Written exercise: From the HTTrack forum post below, copy word for word the stretch from "HTTrack Website Copier" through "for my issue(s)".

Given passage:
HTTrack Website Copier
Free software offline browser - FORUM
Subject: character limit
Author: CB
Date: 06/06/2012 05:21
 
My apologies for the length of this - I wanted to make sure you have all the
information for my issue(s)

Issue 1:
I'm running into a problem mirroring my travelblog
(http://surfcjb.wordpress.com) - seems that some of the pages have exceedingly
long URLs (>255 characters) and those pages do not get mirrored.  Is this a
limitation in HTTrack, or is there something else going on?
HTTrack3.44-5+htsswf+htsjava launched on Thu, 31 May 2012 23:56:23 at
<http://surfcjb.wordpress.com> +*.tif +*.png +*.gif +*.jpg +*.bmp +*.css +*.js
-ad.doubleclick.net/* -*.mov -*.avi -*.mp* -*.wmv -*.wma -*.qt -*.cgi*

("C:\Program Files\WinHTTrack\httrack.exe" <http://surfcjb.wordpress.com> -O
"C:\Users\Chris\Documents\Work\Secure\Task Order 08\MirrorTest\My
Site\English"
-qr8%e0C2%Pxs0u1%s%uN0%Ip7DaK0c2T6J128R2H1%kf2o0A50000%c2#L10000%f#fb1j1n -F
"IE 9.0, WINx64, Windows 7" -%A standard +*.tif +*.png +*.gif +*.jpg +*.bmp
+*.css +*.js -ad.doubleclick.net/* -*.mov -*.avi -*.mp* -*.wmv -*.wma -*.qt
-*.cgi* )

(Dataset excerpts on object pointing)
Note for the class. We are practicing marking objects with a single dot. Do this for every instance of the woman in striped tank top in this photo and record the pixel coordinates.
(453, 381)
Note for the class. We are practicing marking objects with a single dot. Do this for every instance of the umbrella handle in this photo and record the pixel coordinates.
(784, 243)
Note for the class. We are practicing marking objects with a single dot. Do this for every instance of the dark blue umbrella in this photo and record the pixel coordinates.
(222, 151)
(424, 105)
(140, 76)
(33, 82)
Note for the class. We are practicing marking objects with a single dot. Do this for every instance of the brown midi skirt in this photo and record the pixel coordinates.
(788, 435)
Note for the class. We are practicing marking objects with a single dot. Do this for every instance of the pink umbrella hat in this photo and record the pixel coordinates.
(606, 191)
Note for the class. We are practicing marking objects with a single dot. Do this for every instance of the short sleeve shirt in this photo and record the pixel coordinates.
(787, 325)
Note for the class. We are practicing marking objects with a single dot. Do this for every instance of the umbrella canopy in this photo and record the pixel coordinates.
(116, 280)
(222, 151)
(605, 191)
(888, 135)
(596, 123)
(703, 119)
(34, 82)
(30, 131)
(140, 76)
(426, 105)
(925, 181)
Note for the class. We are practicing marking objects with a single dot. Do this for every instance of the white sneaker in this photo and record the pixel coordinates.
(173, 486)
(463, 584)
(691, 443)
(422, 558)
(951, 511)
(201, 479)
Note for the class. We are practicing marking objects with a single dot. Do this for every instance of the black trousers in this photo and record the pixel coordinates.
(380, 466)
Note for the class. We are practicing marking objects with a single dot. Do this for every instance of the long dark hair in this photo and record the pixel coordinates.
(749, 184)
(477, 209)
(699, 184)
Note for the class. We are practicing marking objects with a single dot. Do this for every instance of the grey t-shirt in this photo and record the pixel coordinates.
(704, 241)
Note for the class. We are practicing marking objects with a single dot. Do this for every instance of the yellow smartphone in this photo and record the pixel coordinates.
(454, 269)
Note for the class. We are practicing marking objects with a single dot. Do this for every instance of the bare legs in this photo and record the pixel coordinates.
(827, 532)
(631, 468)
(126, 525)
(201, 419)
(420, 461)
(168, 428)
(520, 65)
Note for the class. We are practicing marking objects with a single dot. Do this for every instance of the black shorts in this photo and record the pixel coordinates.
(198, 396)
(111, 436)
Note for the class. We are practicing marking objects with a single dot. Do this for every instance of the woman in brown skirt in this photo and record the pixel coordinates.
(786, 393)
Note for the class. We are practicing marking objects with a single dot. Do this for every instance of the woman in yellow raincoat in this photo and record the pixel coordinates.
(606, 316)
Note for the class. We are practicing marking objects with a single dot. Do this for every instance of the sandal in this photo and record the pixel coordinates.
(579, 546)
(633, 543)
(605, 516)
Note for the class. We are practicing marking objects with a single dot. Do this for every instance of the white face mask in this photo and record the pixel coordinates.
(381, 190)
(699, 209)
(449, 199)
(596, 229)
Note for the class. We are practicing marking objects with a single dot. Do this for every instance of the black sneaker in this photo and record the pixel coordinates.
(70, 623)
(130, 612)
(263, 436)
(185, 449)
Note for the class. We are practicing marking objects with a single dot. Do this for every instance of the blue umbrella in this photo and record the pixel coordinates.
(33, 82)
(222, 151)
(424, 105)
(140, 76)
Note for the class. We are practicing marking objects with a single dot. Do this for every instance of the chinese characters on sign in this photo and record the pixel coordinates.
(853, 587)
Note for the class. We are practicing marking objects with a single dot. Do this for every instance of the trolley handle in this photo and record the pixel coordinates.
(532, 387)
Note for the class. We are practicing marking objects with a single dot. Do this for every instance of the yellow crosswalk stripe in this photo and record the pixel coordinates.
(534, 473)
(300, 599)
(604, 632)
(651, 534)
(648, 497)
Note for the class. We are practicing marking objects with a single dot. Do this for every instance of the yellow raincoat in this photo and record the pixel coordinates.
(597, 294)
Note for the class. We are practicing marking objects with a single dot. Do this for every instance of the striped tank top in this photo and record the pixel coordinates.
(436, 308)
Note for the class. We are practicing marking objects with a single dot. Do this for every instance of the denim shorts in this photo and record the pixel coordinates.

The reply:
HTTrack Website Copier
Free software offline browser - FORUM
Subject: character limit
Author: CB
Date: 06/06/2012 05:21
 
My apologies for the length of this - I wanted to make sure you have all the
information for my issue(s)